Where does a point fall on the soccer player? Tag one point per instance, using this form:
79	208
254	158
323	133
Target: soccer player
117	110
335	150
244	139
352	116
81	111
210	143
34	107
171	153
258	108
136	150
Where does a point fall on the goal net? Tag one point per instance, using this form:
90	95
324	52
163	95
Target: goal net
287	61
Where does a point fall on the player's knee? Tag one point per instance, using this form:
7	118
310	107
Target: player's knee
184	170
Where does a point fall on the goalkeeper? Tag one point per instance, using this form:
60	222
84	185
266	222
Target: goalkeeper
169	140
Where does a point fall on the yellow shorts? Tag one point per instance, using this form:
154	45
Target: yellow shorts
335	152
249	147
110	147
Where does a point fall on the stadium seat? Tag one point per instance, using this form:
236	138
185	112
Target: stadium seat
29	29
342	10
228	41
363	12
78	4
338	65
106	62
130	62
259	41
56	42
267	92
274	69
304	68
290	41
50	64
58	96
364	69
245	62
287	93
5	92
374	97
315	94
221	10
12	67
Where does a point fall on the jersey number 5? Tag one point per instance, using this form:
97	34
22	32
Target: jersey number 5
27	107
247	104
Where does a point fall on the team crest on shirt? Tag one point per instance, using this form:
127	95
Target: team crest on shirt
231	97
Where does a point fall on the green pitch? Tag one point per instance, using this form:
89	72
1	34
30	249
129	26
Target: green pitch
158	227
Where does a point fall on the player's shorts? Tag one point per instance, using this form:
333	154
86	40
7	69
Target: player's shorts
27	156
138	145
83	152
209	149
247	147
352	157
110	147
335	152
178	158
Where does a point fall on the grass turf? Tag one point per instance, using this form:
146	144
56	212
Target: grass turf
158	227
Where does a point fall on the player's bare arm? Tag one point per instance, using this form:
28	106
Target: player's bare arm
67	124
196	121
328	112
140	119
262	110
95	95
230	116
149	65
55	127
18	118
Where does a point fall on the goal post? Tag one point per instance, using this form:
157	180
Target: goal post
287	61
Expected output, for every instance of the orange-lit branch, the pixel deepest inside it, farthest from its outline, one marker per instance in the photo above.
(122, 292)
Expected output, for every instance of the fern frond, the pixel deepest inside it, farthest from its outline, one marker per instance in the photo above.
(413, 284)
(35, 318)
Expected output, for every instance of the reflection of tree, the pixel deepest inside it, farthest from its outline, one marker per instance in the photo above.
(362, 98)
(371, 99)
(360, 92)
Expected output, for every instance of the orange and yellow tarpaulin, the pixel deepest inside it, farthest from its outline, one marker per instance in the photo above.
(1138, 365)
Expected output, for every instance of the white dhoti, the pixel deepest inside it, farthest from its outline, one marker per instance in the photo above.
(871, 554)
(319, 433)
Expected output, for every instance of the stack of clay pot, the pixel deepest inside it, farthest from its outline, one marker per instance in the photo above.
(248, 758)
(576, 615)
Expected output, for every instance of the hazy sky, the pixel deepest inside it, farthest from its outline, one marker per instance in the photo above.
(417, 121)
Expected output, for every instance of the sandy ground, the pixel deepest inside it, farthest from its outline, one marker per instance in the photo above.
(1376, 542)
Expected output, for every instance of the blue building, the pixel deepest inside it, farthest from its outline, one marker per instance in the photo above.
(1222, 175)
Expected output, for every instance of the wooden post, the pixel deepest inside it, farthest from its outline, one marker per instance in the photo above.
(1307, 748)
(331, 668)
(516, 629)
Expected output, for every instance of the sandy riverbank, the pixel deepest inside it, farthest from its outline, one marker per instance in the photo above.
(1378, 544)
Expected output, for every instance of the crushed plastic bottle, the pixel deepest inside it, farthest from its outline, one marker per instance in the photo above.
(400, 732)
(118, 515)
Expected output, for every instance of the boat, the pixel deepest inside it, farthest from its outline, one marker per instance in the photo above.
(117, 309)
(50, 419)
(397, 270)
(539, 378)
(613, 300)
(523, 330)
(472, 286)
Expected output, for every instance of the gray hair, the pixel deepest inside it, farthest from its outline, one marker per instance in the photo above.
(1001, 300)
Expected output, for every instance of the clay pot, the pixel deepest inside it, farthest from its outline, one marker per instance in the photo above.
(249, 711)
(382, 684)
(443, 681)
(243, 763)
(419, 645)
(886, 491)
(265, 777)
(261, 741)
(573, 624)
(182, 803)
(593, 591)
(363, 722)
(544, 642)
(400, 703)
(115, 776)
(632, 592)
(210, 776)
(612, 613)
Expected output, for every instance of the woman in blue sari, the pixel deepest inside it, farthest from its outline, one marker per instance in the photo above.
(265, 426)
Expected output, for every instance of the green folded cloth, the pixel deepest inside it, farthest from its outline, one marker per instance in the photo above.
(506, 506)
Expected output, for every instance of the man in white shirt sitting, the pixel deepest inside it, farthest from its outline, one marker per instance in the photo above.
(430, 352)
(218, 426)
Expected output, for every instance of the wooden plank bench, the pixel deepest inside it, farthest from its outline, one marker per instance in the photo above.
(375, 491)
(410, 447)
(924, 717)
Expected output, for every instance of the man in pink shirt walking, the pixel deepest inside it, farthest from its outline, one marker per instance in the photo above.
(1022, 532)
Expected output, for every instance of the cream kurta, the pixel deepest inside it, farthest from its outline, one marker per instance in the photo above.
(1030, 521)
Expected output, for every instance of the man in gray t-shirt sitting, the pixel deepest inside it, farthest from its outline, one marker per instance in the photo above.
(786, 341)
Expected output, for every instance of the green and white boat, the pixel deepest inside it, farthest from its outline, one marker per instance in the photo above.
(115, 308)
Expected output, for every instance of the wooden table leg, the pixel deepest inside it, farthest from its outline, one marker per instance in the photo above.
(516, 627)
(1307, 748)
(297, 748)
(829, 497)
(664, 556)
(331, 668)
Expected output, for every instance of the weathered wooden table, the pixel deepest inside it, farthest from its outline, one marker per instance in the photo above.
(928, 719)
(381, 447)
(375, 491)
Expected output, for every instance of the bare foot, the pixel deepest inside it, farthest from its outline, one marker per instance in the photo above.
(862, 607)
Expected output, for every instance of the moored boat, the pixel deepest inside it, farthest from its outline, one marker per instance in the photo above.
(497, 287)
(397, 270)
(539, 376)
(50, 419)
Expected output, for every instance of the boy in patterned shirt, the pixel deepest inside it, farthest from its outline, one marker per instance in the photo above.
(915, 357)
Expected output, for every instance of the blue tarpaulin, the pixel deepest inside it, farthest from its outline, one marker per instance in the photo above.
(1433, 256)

ASSIGNMENT: Set down every line of the listing above again, exactly as given.

REPLY:
Where does a point fall on the soccer player? Tag one point per instance, using this form:
79	208
254	158
323	133
Target: soccer player
117	110
335	150
244	139
352	116
81	111
210	143
34	107
171	153
258	108
136	150
Where does a point fall on the goal net? Tag one point per instance, using this form:
90	95
324	52
163	95
Target: goal net
287	61
Where does a point fall on the player's knee? Tag one point per instance, using this form:
7	118
310	107
Target: player's knee
184	170
Where does a point fall on the goalkeeper? Tag one point per instance, using this form:
60	222
84	185
266	222
Target: goalkeeper
169	140
Where does a point fall on the yellow shorts? Tag one point per instance, using this form:
154	45
Target: yellow shorts
335	152
249	147
110	147
Where does a point fall on the stadium seat? Tag one point per instance, using this form:
236	138
185	112
Target: stadium seat
29	29
342	10
228	41
363	12
78	4
338	65
106	62
130	62
259	41
56	42
267	92
274	69
304	68
290	41
50	64
58	96
364	69
245	62
287	93
5	92
374	97
315	94
221	10
12	67
Where does a point fall on the jersey number 5? Tag one point per instance, using this form:
97	34
22	32
Target: jersey number 5
27	107
247	104
Where does a point fall on the team crest on shirt? Tag one point per instance, using this form:
127	95
Target: team crest on shirt
231	97
Where does a point fall on the green pitch? Tag one point per instance, using this form:
89	72
1	34
30	249
129	26
Target: green pitch
158	227
Where does a point fall on the player's shorts? Tag one point per instance, using this form:
333	154
86	40
7	69
Target: player's shorts
27	156
138	145
83	152
209	149
247	147
352	157
110	147
335	152
178	158
Where does a point fall on the grass turf? Tag one point per instance, using this form:
146	144
56	212
Target: grass turf
158	227
Where does a point fall on the player's bare arm? Tag one point per instance, using this form:
28	106
Target: player's bare arm
67	124
196	121
328	112
140	119
262	110
95	95
230	116
149	65
55	127
18	118
Where does a point fall on the goal post? Tag one point per instance, using this form:
157	180
Target: goal post
287	61
Expected output, for every instance of the orange-lit branch, the pixel deepest inside it, farthest from its outline, one marker per instance in the photo above.
(122, 292)
Expected output, for every instance of the fern frond, the pixel deepest inside it, farthest from its outline, one marker per instance in the photo above.
(413, 284)
(35, 318)
Expected output, for every instance of the reflection of tree, the pixel deepest inside it, farthest from its outline, one marker per instance in the photo above.
(362, 98)
(371, 99)
(360, 92)
Expected output, for every instance of the orange and yellow tarpaulin, the pixel deepest inside it, farthest from its outline, one marker per instance in the photo above.
(1138, 365)
Expected output, for every instance of the white dhoti, the pixel deepest inside it, farthest from its outline, one marker per instance in the photo above.
(871, 554)
(319, 433)
Expected output, for every instance of the stack of clay pot, the pixel deepest inside it, farthest from its outline, one marker per instance in the photo above.
(248, 758)
(576, 615)
Expected output, for every instance of the hazy sky, the pixel deepest inside it, farthest from its outline, one marker per instance in the photo above.
(417, 121)
Expected output, for every instance of the sandy ground, the pixel deepest inside it, farthest from its outline, one marker per instance in the photo above.
(1376, 542)
Expected output, for every instance of the blue building, the pixel deepest inside it, farthest from its outline, one marker per instance in the photo above.
(1222, 175)
Expected output, for every instance of the wooden post, the pixel deepest inside it, farthest from its outline, one marker per instance in the photo above.
(1307, 748)
(331, 668)
(516, 629)
Expected output, for every instance of the sandy riverbank, the pixel deepest inside it, farthest from its outline, one marker per instance in the photo above.
(1378, 544)
Expected output, for every instance of the crushed plastic bottle, the pixel deepest inside it, farthest from its outline, one marker per instance in the photo above.
(400, 732)
(118, 515)
Expected output, for every instance of the boat, the pixel deepest inside it, farthest from its outline, one marker per instance in the photo above.
(117, 309)
(50, 419)
(397, 270)
(539, 378)
(613, 300)
(523, 330)
(472, 286)
Expected output, for every instance of the gray hair, the pixel deepest inside it, farthest from its outline, one marker per instance in the photo above.
(1001, 300)
Expected output, for every instance of the clay pot, the pixel deepest inside it, farthest from its outline, one marker per instance in the photo above.
(249, 711)
(382, 684)
(443, 681)
(243, 763)
(419, 645)
(886, 491)
(265, 777)
(261, 741)
(573, 624)
(182, 803)
(593, 591)
(363, 722)
(544, 642)
(400, 703)
(115, 776)
(632, 592)
(210, 776)
(612, 613)
Expected output, for every instance of the woman in blue sari, the pixel deepest inside it, farthest from its outline, one marker per instance in the photo above.
(265, 426)
Expected output, for every instance of the green folded cloth, the pixel deepest inside it, farthest from its outline, one marker per instance in the photo above.
(506, 506)
Expected output, for every instance of the man in white shirt sitting, the pixel deepest inside it, farthest from its outline, one marker per instance in the photo above.
(430, 352)
(218, 426)
Expected output, for every instance of the wooden plank bench, the pixel deepest inside it, farthest from its outline, one marker per instance in the photo above.
(375, 491)
(410, 447)
(924, 717)
Expected output, for every instance of the man in pink shirt walking, the pixel deepest inside it, farthest from its outline, one marker per instance in the photo above.
(1022, 532)
Expected output, for every instance of the cream kurta, the pixel deepest inside it, farthest from its outline, one marker per instance in the photo above.
(1030, 521)
Expected output, for every instance of the man in gray t-shirt sitting, the pixel deepest inside it, farthest from its outline, one marker per instance in the photo above.
(786, 341)
Expected output, for every instance of the green and white boat, the pixel deepest inside it, farthest from its outline, one marker per instance in the photo above.
(115, 308)
Expected output, for every instance of the wooden table leg, the pixel deepest inside it, farthest from its outline, one marker per instance in the photo above.
(516, 627)
(1307, 748)
(297, 748)
(829, 497)
(664, 556)
(331, 668)
Expected output, for every instance of the weathered wooden table, the pixel deepest inside it, farthest from its outline, one marker per instance in the photo above.
(928, 719)
(381, 447)
(375, 491)
Expected output, for every instance of the bare foot, the pixel deepest inside it, farthest from its outline, one marker per instance in the photo above.
(862, 607)
Expected output, for every instance of the moored boat, the pixel deepest inside it, farthest from its outline, one marker per instance in the photo above.
(497, 287)
(397, 270)
(539, 376)
(50, 419)
Expected output, for every instance of the boy in patterned shirt, the pixel deepest inside it, farthest from its outline, one marker per instance in the photo above.
(915, 357)
Expected output, for every instance of the blue tarpaulin, the pixel deepest inside it, farthest from its outline, one marker per instance in the photo above.
(1433, 256)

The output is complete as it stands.